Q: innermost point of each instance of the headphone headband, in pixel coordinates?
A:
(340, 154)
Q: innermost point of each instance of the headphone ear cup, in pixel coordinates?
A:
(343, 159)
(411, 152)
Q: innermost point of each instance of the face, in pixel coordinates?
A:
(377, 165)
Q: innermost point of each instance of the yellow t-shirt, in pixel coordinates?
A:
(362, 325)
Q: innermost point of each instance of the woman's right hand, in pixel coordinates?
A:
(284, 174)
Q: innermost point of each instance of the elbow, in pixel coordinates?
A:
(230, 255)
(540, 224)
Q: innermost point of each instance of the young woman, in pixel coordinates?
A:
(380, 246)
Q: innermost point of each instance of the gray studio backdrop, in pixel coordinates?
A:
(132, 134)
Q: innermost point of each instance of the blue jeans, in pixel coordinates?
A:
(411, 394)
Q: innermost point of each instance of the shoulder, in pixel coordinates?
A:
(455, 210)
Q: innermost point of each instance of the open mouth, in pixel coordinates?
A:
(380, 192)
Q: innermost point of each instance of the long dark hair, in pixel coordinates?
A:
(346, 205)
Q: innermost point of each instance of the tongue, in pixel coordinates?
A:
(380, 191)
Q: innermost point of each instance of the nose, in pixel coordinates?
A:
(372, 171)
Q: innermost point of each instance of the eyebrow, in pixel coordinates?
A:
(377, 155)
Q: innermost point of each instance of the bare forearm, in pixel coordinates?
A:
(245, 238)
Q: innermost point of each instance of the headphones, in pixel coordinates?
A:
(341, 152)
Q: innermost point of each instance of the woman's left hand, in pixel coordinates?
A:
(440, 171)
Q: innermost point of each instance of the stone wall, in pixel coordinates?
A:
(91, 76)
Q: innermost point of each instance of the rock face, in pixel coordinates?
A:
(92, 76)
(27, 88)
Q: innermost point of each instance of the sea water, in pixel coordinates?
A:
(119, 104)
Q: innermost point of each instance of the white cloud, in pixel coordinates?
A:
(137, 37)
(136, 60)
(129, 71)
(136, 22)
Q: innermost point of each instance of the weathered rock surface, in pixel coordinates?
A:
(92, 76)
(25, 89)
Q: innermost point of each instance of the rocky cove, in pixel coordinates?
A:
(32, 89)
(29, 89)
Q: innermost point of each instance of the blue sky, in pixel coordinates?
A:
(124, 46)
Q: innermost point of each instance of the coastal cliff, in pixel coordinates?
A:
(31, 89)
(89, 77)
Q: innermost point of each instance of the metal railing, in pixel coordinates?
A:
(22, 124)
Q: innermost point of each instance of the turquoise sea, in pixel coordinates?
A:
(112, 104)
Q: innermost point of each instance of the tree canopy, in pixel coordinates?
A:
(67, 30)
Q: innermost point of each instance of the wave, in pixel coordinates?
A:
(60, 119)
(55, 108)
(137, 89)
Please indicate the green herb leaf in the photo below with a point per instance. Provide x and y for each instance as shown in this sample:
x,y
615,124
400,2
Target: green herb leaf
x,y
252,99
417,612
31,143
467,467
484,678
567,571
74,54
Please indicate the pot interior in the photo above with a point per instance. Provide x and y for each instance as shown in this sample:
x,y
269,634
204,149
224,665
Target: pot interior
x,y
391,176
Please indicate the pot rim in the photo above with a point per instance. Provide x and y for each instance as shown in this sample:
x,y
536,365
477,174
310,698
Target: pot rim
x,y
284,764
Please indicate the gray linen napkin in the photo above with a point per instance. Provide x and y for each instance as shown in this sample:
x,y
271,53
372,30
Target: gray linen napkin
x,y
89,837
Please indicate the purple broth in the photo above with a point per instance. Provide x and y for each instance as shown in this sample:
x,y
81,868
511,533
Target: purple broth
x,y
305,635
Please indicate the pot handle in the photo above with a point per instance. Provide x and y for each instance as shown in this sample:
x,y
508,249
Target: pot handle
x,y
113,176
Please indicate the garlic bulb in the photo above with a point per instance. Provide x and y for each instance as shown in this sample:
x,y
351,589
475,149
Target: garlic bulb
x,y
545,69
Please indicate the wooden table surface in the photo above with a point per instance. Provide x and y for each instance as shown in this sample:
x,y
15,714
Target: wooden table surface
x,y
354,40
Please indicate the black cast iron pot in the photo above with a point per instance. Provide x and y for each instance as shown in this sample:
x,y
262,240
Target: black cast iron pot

Exercise goal: Beginning with the line that contains "Please indicate the pot interior", repeat every line through the end of the records and nothing more.

Worked answer:
Please indicate the pot interior in the photo above with a point per instance. Provide x and y for each instance as shown in this sample:
x,y
269,634
204,149
224,665
Target: pot interior
x,y
391,176
Please indicate the pot rim in the photo above with a point per instance. Provide x and y for each instance as shown in this sample:
x,y
536,365
477,174
310,698
Target: pot rim
x,y
284,764
Please indicate the gray linen napkin in the photo above with a point per instance. Provide x and y for each instance as shown in this sample:
x,y
271,53
372,30
Target: gray linen napkin
x,y
89,837
Please indicate the purple broth in the photo above with a point per instance. Provide x and y for each instance as shown in this sample:
x,y
81,868
511,533
Target: purple broth
x,y
305,635
Please indicate the pot handle in the photo above with a point per instance. Provide x and y for each instance as shown in this sample:
x,y
508,249
Target: pot handle
x,y
113,176
Please indicate the garlic bulb in the photo above with a point per instance. Provide x and y for each instance as shown in this sample:
x,y
351,589
475,149
Target: garlic bulb
x,y
545,69
Please indicate the wooden table surface in the photo above with a point per instance. Provide x and y for each instance as shown in this sample:
x,y
15,714
Target: wooden table surface
x,y
354,40
Please indicate the black cast iron pot in the photo above with a point per instance. Provide x and y for each instance as shown in this sample:
x,y
262,240
Target: black cast iron pot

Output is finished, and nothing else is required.